◆ Requirement 1 ◆
Can you copy the passage of the essay on lukewarm below, from "Yesterday, I explored" up to and including "man behind me.", word for word?
◆ Requirement 2 ◆
Would you continue the essay on lukewarm below, starting after its last sentence?

◆ Text excerpt ◆
_ _ _ _ _

When Lukewarm is Barely Warm.

Lukewarm is barely warm, ever. Bordering room temperature, and the word “lukewarm” stirs similar imagery of “murky” or “cloudy”, and the temperature at which I should be watering my plants. Not exactly an exciting word.

Yesterday, I explored the mission district with two roommates. We ventured to a festival, drinking, dancing, and talking our way through the colorful, music-filled streets. Upon deciding that getting a second $12 large Bud Light was an outrageously overpriced idea, we fled the event in search for more affordable beverages. After three hours there we had exhausted the scene anyways.

We sprung for a beer at a dive-ish bar called Amnesia. The bartender let me taste-test several because none of the labels were familiar to me. The vibe was very relaxed, and a live guitarist came on. I was staring into the mirror behind the bar when the bartender asked me if I was ok. I murmured an awkward, “yeah, of course” and tried to look cool. I had been using the mirror to examine an attractive man behind me.

Next we went across the street to a brewery/restaurant. We all went for some German brew, as per our German roommates recommendation, and opted for salty, cheesy appetizers. We had been drinking beer all day. We got to the point in our slow beer drinking day where the conversation got real. I’ve only known these girls for 2 weeks, and I’m not one to reveal details about my personal life quickly, if at all.

We addressed the commonality of our ‘singleness’. — Even as I write this I’m not sure I like that word, but cannot find a better descriptor. Perhaps, independent women status, boss status, focused on ourselves and building our empires status. Single is appropriate too.

My roommate starts on a story about how most of the women at her new job are married or engaged. Not only married or engaged, but also only talking about their partner and the barrier it’s shown for making new friends with them in their coupled lives. Long story short: it’s difficult. My roommate talks about how she has been helping out a co-worker who’s been having car problems. She’s been picking her up and dropping her off from the train station this entire past week. Twice my roommate suggested they do something social after work, but was turned down both times by the I need to get home to my significant other, or I have plans with my significant other speech.

I chimed in with a story about how my best friend is visiting me for Labor Day weekend. Something that wouldn’t be possible had I not moved to the West Coast. Amidst our planning she asked if her boyfriend could come along. I really didn’t want to be the third wheel/nor do I ever want to be the third wheel. It’s truly not fun and I’d rather hang out alone. I didn’t say no, because I rather my friend come with her boyfriend than not at all. To my relief he wanted to save money and turned down the offer.

Next my roommate got into a story about a guy she dated several months ago, and about how in retrospect he was very lukewarm towards her and towards what they had going on. She decided from now on when she felt that vibe from a guy she would not pursue it. Lukewarm is not warm enough.

_ _ _ _ _

◆ Given information ◆
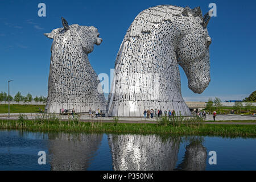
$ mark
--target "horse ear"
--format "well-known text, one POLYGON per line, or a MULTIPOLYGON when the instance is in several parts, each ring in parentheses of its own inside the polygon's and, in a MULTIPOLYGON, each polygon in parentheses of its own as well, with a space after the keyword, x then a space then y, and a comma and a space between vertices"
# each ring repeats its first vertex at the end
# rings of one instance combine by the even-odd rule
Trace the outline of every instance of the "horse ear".
POLYGON ((69 30, 69 27, 68 26, 68 22, 65 19, 64 19, 63 17, 61 17, 61 22, 63 27, 67 30, 69 30))
POLYGON ((184 16, 188 16, 188 11, 190 10, 190 8, 188 6, 187 6, 184 8, 183 11, 182 11, 181 14, 184 16))
POLYGON ((44 35, 49 39, 54 39, 55 35, 58 32, 59 28, 54 29, 51 33, 44 34, 44 35))
POLYGON ((213 11, 213 10, 210 10, 208 13, 204 15, 202 23, 202 26, 204 28, 207 27, 207 25, 208 24, 209 21, 210 20, 211 17, 209 14, 212 14, 213 11))
POLYGON ((203 19, 202 11, 200 6, 194 8, 191 11, 194 17, 200 16, 203 19))

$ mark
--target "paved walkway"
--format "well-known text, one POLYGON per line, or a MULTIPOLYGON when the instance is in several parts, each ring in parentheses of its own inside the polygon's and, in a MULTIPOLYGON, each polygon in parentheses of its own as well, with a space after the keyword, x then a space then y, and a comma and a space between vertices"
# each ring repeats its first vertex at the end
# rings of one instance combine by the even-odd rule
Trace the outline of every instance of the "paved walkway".
MULTIPOLYGON (((26 114, 28 119, 34 119, 42 115, 39 113, 23 113, 26 114)), ((10 114, 10 117, 8 118, 8 114, 0 114, 0 119, 18 119, 19 114, 10 114)), ((60 115, 60 119, 63 121, 68 121, 69 117, 72 118, 72 115, 60 115)), ((98 117, 97 118, 89 117, 89 114, 83 114, 80 115, 80 119, 82 122, 98 121, 102 122, 114 122, 114 118, 112 117, 98 117)), ((207 115, 205 121, 213 121, 213 117, 212 115, 207 115)), ((228 124, 228 125, 256 125, 256 117, 250 115, 217 115, 216 118, 216 121, 224 122, 207 122, 208 124, 228 124), (246 120, 255 120, 255 122, 246 122, 246 120), (225 121, 239 121, 241 122, 227 122, 225 121), (245 122, 242 122, 245 121, 245 122)), ((155 123, 156 119, 155 118, 152 119, 144 119, 143 118, 132 118, 132 117, 122 117, 119 118, 118 122, 119 123, 155 123)))

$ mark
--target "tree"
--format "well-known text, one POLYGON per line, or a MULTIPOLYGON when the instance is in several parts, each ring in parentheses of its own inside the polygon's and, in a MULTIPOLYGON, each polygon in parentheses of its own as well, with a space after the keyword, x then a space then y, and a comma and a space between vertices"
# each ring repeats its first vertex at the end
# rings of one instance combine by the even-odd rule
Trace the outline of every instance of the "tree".
POLYGON ((39 101, 40 102, 43 102, 43 101, 44 100, 44 99, 43 99, 43 96, 40 96, 40 97, 39 97, 39 101))
POLYGON ((242 109, 242 107, 243 106, 243 104, 241 102, 236 102, 233 108, 234 110, 237 111, 237 113, 238 114, 241 112, 242 109))
POLYGON ((1 93, 0 93, 0 102, 3 101, 4 101, 3 92, 1 92, 1 93))
POLYGON ((6 104, 6 101, 8 101, 8 96, 7 95, 6 92, 5 92, 3 93, 3 100, 6 104))
POLYGON ((38 102, 39 102, 39 98, 36 96, 34 98, 34 100, 35 101, 35 102, 36 102, 36 105, 38 105, 38 102))
POLYGON ((209 111, 210 111, 210 112, 211 112, 213 109, 213 102, 212 98, 209 98, 208 101, 207 102, 207 105, 206 105, 205 109, 207 110, 208 110, 209 111))
POLYGON ((10 95, 9 96, 9 97, 10 97, 10 101, 13 101, 13 97, 11 96, 11 95, 10 95))
POLYGON ((251 107, 253 106, 253 104, 250 102, 245 103, 245 109, 247 110, 247 112, 249 113, 251 110, 251 107))
POLYGON ((220 98, 215 97, 214 101, 213 101, 214 105, 216 107, 217 110, 219 110, 220 107, 221 106, 221 100, 220 98))
POLYGON ((19 102, 22 101, 23 100, 23 96, 21 95, 20 92, 19 91, 14 96, 14 101, 19 103, 19 102))
POLYGON ((46 103, 47 101, 47 98, 43 96, 43 102, 46 103))
POLYGON ((256 102, 256 90, 253 92, 249 97, 245 98, 243 102, 256 102))
POLYGON ((26 100, 27 102, 31 102, 32 101, 32 100, 33 100, 33 98, 32 97, 32 95, 30 93, 28 93, 27 94, 27 96, 26 96, 26 100))

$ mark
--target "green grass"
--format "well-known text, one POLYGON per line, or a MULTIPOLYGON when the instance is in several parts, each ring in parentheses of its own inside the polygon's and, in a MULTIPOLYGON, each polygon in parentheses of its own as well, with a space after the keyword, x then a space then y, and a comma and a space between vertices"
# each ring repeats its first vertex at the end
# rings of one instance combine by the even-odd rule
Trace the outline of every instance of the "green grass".
POLYGON ((229 121, 205 121, 205 122, 207 123, 208 122, 230 122, 230 123, 256 123, 256 120, 242 120, 242 121, 238 121, 238 120, 229 120, 229 121))
MULTIPOLYGON (((44 110, 46 105, 10 105, 10 113, 39 113, 38 109, 40 107, 44 110)), ((0 113, 8 113, 8 105, 0 105, 0 113)))
POLYGON ((20 117, 19 121, 0 121, 0 129, 19 129, 30 131, 64 131, 105 133, 117 134, 168 134, 179 135, 208 135, 221 136, 256 137, 256 125, 201 125, 200 126, 162 126, 148 123, 121 123, 82 122, 77 119, 60 121, 57 117, 52 121, 42 118, 27 121, 20 117))

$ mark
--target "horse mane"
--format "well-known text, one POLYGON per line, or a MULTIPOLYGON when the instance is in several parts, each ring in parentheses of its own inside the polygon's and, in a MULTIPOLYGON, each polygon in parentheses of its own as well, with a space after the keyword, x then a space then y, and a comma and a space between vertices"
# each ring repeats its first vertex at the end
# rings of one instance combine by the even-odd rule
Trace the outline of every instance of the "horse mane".
MULTIPOLYGON (((173 5, 159 5, 150 7, 141 11, 134 19, 126 34, 126 39, 130 37, 142 36, 144 34, 150 33, 152 27, 163 22, 172 22, 183 16, 183 12, 186 9, 191 13, 187 16, 192 16, 193 11, 188 7, 185 8, 173 5)), ((199 9, 200 7, 197 7, 199 9)), ((200 10, 201 12, 201 10, 200 10)))

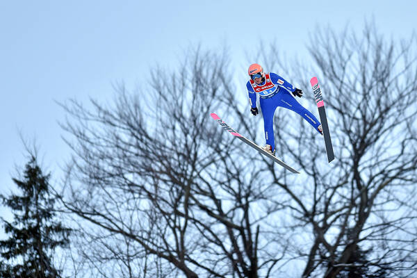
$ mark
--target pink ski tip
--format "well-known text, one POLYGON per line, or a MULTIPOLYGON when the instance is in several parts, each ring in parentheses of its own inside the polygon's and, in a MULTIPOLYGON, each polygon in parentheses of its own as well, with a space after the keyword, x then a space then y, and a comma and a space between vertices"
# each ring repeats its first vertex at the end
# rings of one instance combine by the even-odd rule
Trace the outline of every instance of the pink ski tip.
POLYGON ((311 86, 315 85, 318 83, 318 80, 317 79, 317 77, 316 77, 316 76, 314 76, 311 79, 310 79, 310 84, 311 84, 311 86))
POLYGON ((210 114, 210 115, 214 120, 220 120, 220 117, 219 116, 218 116, 216 113, 211 113, 211 114, 210 114))
POLYGON ((320 101, 318 101, 317 103, 317 107, 321 107, 321 106, 325 106, 325 103, 323 102, 322 100, 320 100, 320 101))

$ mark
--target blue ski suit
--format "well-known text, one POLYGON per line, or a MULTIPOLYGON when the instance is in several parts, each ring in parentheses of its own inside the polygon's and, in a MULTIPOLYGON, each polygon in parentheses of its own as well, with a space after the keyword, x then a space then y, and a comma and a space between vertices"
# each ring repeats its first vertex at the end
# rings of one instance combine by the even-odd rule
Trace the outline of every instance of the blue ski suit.
POLYGON ((266 144, 271 145, 272 151, 275 149, 274 140, 274 114, 278 106, 292 110, 300 116, 316 130, 320 123, 307 109, 295 100, 292 92, 295 87, 285 81, 282 77, 273 72, 265 73, 265 80, 258 85, 253 80, 246 83, 249 94, 249 99, 252 108, 256 107, 256 94, 259 95, 259 104, 263 116, 263 129, 266 144))

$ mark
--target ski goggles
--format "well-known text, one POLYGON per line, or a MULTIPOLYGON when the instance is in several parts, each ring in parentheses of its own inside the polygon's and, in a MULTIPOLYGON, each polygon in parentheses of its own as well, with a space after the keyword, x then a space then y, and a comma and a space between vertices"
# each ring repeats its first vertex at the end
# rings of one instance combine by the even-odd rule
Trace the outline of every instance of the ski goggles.
POLYGON ((259 72, 257 74, 254 74, 250 76, 250 78, 252 79, 252 80, 255 80, 256 78, 261 78, 262 77, 262 73, 261 72, 259 72))

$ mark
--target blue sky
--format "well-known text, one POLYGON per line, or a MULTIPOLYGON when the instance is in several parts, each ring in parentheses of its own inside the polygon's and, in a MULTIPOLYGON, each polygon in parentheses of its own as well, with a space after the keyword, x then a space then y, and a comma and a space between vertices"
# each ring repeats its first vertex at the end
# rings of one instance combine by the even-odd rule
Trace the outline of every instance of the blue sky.
POLYGON ((13 187, 14 165, 26 162, 19 131, 36 138, 49 170, 63 165, 70 152, 56 101, 110 100, 112 83, 122 81, 146 90, 149 69, 174 67, 190 45, 220 51, 227 44, 244 79, 245 53, 261 40, 303 57, 318 25, 360 32, 373 17, 394 39, 417 26, 415 1, 341 2, 0 0, 0 192, 13 187))

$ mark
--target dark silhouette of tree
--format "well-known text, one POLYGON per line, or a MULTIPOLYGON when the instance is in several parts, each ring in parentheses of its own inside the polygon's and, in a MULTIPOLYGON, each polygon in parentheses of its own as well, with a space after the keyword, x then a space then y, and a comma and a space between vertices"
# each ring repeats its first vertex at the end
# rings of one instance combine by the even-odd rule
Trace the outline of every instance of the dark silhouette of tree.
POLYGON ((123 261, 113 277, 125 277, 131 265, 127 277, 157 277, 151 266, 158 258, 158 277, 270 277, 285 249, 265 221, 281 206, 254 165, 273 164, 210 117, 218 111, 250 126, 247 113, 236 114, 240 94, 227 64, 197 49, 178 73, 154 71, 146 94, 120 85, 115 107, 63 106, 76 119, 64 128, 77 139, 68 140, 76 156, 64 204, 95 224, 84 225, 83 236, 106 239, 85 254, 92 265, 123 261))
POLYGON ((32 156, 22 179, 13 179, 22 194, 0 195, 14 216, 12 222, 2 219, 4 231, 10 236, 0 240, 1 277, 60 277, 51 254, 57 247, 68 244, 70 230, 54 220, 56 199, 50 196, 49 179, 49 175, 42 174, 32 156))
MULTIPOLYGON (((416 272, 414 41, 387 42, 371 26, 363 35, 318 35, 313 69, 277 72, 306 91, 312 111, 308 81, 318 76, 327 105, 336 156, 330 165, 322 138, 301 117, 277 112, 276 154, 300 175, 210 117, 217 112, 264 142, 226 54, 197 49, 177 72, 154 70, 134 93, 120 85, 114 106, 63 105, 74 156, 62 202, 78 217, 81 242, 90 243, 82 258, 97 277, 416 272)), ((275 51, 262 49, 268 71, 279 64, 275 51)))
MULTIPOLYGON (((270 64, 279 65, 277 49, 270 49, 270 64)), ((417 270, 416 38, 387 40, 367 24, 361 34, 315 32, 309 50, 316 66, 297 63, 293 80, 316 111, 309 80, 318 76, 336 159, 327 165, 322 139, 312 137, 302 120, 300 129, 288 129, 281 120, 285 112, 277 113, 275 130, 284 139, 278 152, 291 154, 305 173, 297 183, 302 186, 275 180, 288 195, 292 229, 309 238, 293 256, 306 259, 304 277, 411 275, 417 270)))

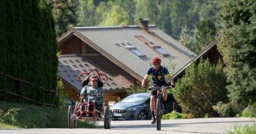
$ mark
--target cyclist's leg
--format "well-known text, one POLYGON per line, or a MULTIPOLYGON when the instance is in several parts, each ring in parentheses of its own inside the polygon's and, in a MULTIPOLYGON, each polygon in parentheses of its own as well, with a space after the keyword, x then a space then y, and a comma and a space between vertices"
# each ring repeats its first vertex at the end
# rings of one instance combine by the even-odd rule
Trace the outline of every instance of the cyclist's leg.
POLYGON ((151 112, 155 111, 155 96, 150 96, 150 110, 151 112))
POLYGON ((163 88, 163 99, 164 101, 165 101, 167 99, 167 90, 165 88, 163 88))
POLYGON ((152 120, 151 123, 154 124, 156 122, 156 118, 155 118, 155 96, 156 95, 156 91, 152 92, 151 92, 151 96, 150 96, 150 110, 152 113, 152 120))

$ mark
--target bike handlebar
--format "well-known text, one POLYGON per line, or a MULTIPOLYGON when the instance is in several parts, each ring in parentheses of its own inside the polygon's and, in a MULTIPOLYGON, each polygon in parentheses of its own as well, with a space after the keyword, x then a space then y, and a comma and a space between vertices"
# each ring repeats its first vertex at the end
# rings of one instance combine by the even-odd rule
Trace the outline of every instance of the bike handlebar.
POLYGON ((161 86, 161 87, 148 87, 148 88, 145 88, 148 89, 148 90, 155 91, 157 90, 161 90, 163 88, 171 89, 171 88, 173 88, 173 87, 171 87, 171 86, 161 86))

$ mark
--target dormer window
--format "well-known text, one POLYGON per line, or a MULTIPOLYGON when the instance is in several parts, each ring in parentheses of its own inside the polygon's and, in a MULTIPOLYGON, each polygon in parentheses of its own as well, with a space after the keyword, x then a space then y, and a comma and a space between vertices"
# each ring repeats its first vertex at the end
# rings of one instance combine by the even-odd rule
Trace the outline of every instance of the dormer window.
POLYGON ((125 46, 125 48, 128 49, 131 52, 135 54, 139 58, 146 57, 145 54, 139 51, 135 46, 125 46))

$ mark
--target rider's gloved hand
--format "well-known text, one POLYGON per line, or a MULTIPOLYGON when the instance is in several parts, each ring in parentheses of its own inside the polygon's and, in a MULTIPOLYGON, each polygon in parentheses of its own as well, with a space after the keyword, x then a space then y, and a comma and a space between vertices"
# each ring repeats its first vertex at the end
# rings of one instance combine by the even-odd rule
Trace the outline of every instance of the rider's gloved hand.
POLYGON ((175 88, 175 84, 171 84, 171 88, 175 88))

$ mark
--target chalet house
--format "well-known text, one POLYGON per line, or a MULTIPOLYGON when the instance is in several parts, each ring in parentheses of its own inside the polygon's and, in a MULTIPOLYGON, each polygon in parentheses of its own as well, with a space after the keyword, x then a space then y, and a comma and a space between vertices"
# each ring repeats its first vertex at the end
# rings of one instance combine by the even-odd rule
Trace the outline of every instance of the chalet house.
POLYGON ((151 59, 161 58, 167 66, 171 58, 180 71, 196 54, 155 25, 141 18, 140 25, 75 27, 58 39, 58 74, 71 99, 82 89, 81 73, 97 69, 109 77, 104 84, 106 101, 118 101, 126 90, 140 85, 151 59))
POLYGON ((202 50, 196 57, 193 58, 190 62, 188 62, 186 65, 181 68, 179 71, 177 71, 175 74, 173 75, 173 78, 174 81, 177 81, 178 79, 181 78, 184 74, 186 69, 191 65, 194 61, 196 61, 197 63, 199 63, 199 61, 201 58, 205 59, 209 59, 209 61, 212 64, 216 64, 218 63, 219 60, 223 60, 223 56, 219 52, 217 46, 217 41, 211 42, 208 46, 207 46, 203 50, 202 50))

_ _ _ _ _

◆ Response 1 ◆
Yesterday, I explored the mission district with two roommates. We ventured to a festival, drinking, dancing, and talking our way through the colorful, music-filled streets. Upon deciding that getting a second $12 large Bud Light was an outrageously overpriced idea, we fled the event in search for more affordable beverages. After three hours there we had exhausted the scene anyways.

We sprung for a beer at a dive-ish bar called Amnesia. The bartender let me taste-test several because none of the labels were familiar to me. The vibe was very relaxed, and a live guitarist came on. I was staring into the mirror behind the bar when the bartender asked me if I was ok. I murmured an awkward, “yeah, of course” and tried to look cool. I had been using the mirror to examine an attractive man behind me.

◆ Response 2 ◆
I realized that same thing in myself, but with friends. Over the past year, and with some help from talk therapy, I have become more aware of the time and energy I have put into lukewarm friendships, trying to keep them alive. I’ve nurtured friendships where the feelings are barely mutual, and it feels more like a chore to make plans than something I actually want to do. I’ve felt obligated to try to keep certain friendships alive. I think it’s partially an aspect of social competition, and wanting to be going out and doing things, even when I’m perfectly content at home, alone. The second reason would be a pressure I feel from society to be social and outgoing, even when that is not my natural disposition.

I told my friends how this past year of my life, amongst other “revelations” I’ve had, was to cut off the lukewarm friendships. I’ve barely to practice cutting off these ties, and more become aware that I want to do so, but I feel it’s a good step for me. I have many friendships, and I think many twenty-something millennial females can relate to this, that I feel obligated to kindle and put work into, even if that work is just scheduling a drinks to catch up. If the effort I’m putting in is exceeding the benefit I’m getting from this work, why should I continue with it?

I understand the importance of making and keeping friends, and making connections and how important those can be to your career. I got my first job in a research lab in college through a sorority connection, and even felt more at ease moving to SF knowing I had various friends, albeit surface level friends, that lived in the Bay Area.

I just feel now, after college, and after graduate school, you make and lose friends, but it is much more about quality than quantity, and I shouldn’t be putting in more work than the pleasure I’m getting from friendships.

Wrapping up our dinner, I was to meet up with this guy I had met on tinder and had been chatting with the previous several nights. He lived near the mission and wanted to grab a beer while I was in the neighborhood. He insisted I take the bart or bus or whatever to meet him one neighborhood away. I started to put our discussion re: lukewarm relationships into practice immediately. I didn’t want to travel anywhere to see this guy. I had already put in the traveling being 30 minutes away from my home. If he wanted to see me he could hop on the bart or bus or whatever. He didn’t even suggest that, so I decided I felt lukewarm towards him and would not be pursuing him.